START DATA PROVIDED

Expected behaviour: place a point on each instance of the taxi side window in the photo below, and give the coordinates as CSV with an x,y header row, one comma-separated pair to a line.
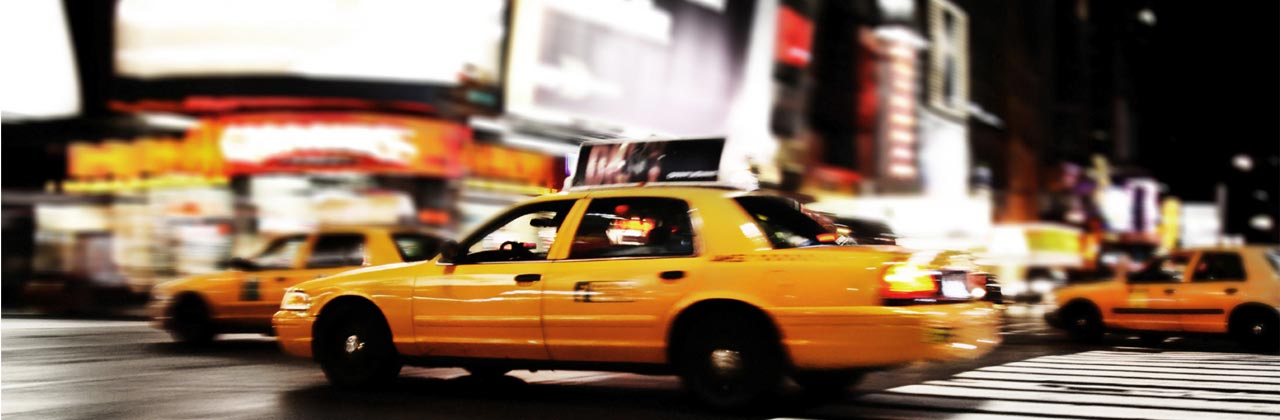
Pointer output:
x,y
634,228
522,234
1166,269
279,254
337,250
1219,266
415,246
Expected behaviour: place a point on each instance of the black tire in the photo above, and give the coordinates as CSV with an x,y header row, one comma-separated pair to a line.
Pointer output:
x,y
730,360
1083,323
827,386
487,373
355,348
1257,331
191,324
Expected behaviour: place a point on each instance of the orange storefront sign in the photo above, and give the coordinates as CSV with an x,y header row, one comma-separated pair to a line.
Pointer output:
x,y
493,161
360,142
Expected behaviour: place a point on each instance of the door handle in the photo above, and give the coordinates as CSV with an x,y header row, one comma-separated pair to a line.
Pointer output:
x,y
672,275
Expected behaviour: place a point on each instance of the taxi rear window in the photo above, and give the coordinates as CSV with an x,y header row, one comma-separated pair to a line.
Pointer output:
x,y
782,222
1274,259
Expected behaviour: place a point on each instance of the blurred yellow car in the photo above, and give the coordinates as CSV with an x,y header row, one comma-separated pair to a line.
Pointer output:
x,y
193,310
732,291
1223,291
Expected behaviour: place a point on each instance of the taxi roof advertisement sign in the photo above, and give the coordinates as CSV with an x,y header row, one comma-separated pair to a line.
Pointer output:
x,y
639,161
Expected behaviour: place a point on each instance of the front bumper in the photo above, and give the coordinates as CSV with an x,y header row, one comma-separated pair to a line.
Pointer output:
x,y
826,338
293,332
1052,319
158,310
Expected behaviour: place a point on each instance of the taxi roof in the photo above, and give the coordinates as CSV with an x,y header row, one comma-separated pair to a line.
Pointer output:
x,y
652,191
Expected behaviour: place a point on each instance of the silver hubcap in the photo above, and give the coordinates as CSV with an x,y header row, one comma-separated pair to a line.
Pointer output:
x,y
353,345
726,361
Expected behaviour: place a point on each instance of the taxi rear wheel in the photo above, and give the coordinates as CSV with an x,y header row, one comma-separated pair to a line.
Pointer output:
x,y
730,363
1257,331
191,323
827,386
355,348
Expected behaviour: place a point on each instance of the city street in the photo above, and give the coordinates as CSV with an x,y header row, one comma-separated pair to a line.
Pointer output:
x,y
124,369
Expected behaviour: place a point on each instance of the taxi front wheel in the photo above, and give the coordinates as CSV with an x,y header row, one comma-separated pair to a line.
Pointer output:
x,y
1083,323
730,363
355,348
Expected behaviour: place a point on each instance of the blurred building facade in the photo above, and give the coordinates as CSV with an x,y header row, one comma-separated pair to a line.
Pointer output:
x,y
1024,122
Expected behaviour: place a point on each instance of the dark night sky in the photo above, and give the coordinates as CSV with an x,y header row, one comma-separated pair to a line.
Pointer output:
x,y
1212,82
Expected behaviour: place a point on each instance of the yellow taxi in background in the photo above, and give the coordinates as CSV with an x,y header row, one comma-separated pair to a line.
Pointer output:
x,y
193,310
732,291
1223,291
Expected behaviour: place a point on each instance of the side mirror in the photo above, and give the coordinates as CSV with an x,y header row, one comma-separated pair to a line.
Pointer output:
x,y
448,251
242,264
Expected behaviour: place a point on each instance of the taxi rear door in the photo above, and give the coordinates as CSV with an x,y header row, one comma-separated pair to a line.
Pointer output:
x,y
1216,286
1152,301
629,263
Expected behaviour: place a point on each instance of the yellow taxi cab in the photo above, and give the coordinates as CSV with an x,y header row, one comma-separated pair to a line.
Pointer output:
x,y
732,291
193,310
1216,290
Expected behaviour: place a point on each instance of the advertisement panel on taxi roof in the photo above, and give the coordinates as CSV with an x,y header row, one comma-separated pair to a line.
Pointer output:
x,y
648,161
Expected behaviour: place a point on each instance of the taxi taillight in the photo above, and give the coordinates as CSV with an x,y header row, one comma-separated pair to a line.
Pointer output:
x,y
908,282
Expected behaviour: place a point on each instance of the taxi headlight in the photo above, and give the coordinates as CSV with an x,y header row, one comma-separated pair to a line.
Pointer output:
x,y
296,300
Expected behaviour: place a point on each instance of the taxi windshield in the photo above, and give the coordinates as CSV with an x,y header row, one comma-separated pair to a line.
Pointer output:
x,y
785,223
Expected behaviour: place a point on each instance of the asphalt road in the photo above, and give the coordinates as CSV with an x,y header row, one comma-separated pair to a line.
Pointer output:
x,y
117,369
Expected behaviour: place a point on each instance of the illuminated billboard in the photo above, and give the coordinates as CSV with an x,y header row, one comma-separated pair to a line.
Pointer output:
x,y
668,67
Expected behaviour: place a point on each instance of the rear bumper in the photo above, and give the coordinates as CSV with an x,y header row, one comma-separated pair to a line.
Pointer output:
x,y
1052,319
293,332
826,338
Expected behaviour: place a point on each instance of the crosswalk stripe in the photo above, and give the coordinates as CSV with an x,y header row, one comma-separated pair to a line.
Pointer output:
x,y
905,414
1185,356
1144,369
1134,374
1080,398
1096,384
1183,360
1107,380
1048,409
1110,389
1155,364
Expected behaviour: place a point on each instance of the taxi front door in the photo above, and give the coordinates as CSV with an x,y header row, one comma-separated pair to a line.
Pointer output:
x,y
1217,284
487,301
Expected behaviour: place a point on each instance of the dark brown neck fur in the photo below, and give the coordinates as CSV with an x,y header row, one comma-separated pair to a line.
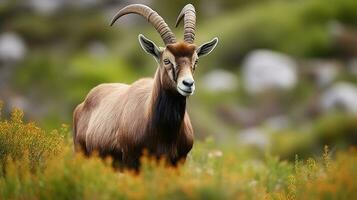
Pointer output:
x,y
168,111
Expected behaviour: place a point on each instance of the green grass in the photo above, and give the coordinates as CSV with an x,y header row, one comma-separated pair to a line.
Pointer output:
x,y
41,165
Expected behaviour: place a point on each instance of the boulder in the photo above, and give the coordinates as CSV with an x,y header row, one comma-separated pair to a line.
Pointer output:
x,y
12,47
265,70
219,81
341,96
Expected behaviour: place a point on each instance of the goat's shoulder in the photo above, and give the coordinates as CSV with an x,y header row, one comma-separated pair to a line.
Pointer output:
x,y
98,93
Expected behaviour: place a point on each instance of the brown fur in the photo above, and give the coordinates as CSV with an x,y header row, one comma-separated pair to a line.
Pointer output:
x,y
122,120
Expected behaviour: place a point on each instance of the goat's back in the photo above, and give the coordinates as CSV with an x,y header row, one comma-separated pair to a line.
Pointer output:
x,y
109,113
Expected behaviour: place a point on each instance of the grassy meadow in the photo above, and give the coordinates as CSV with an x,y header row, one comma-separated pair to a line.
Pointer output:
x,y
288,141
36,164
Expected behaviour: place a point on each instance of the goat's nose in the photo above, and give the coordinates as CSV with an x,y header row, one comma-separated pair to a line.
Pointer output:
x,y
188,82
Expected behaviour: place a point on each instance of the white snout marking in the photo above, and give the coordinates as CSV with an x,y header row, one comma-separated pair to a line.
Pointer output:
x,y
183,89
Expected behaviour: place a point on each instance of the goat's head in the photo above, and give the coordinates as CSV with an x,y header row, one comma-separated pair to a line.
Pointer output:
x,y
178,59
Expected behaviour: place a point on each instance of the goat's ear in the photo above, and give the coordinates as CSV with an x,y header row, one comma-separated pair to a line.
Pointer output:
x,y
207,47
149,47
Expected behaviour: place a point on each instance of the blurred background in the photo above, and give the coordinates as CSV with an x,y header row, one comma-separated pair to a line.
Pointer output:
x,y
282,79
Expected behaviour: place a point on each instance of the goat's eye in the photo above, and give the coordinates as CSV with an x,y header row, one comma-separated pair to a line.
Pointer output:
x,y
167,61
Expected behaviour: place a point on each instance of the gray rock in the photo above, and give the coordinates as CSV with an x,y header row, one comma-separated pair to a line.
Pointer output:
x,y
12,47
342,96
219,81
265,69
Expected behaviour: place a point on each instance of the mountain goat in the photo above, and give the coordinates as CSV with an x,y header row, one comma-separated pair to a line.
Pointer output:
x,y
121,120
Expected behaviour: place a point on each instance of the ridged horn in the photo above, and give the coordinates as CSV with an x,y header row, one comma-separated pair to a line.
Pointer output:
x,y
155,19
189,14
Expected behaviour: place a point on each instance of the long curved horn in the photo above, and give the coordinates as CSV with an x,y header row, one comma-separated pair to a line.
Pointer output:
x,y
189,14
155,19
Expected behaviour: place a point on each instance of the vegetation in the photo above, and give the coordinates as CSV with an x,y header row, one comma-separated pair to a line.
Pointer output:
x,y
39,165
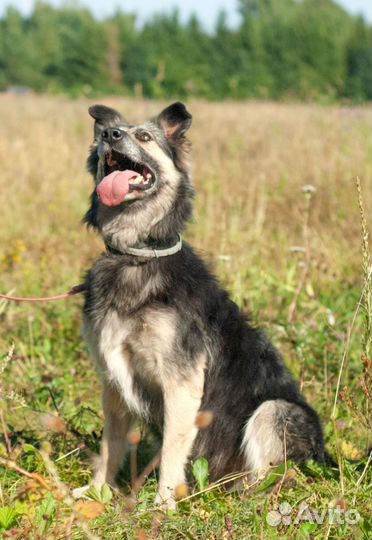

END DATA PROVIDED

YOUR GOAL
If a line above holds the string "sign", return it as it stands.

SOLUTION TO THIS TASK
Expected behaviour: place a point on each instance of the orange storefront sign in the photo above, and give the coordinates as CSV with an x,y header row, one comma-separated pair to a line.
Expected behaviour: place a point on each instance of the taxi roof advertisement sign in the photo above, and give the coordinates as CSV with an x,y header row, one comma-separated pair to a line.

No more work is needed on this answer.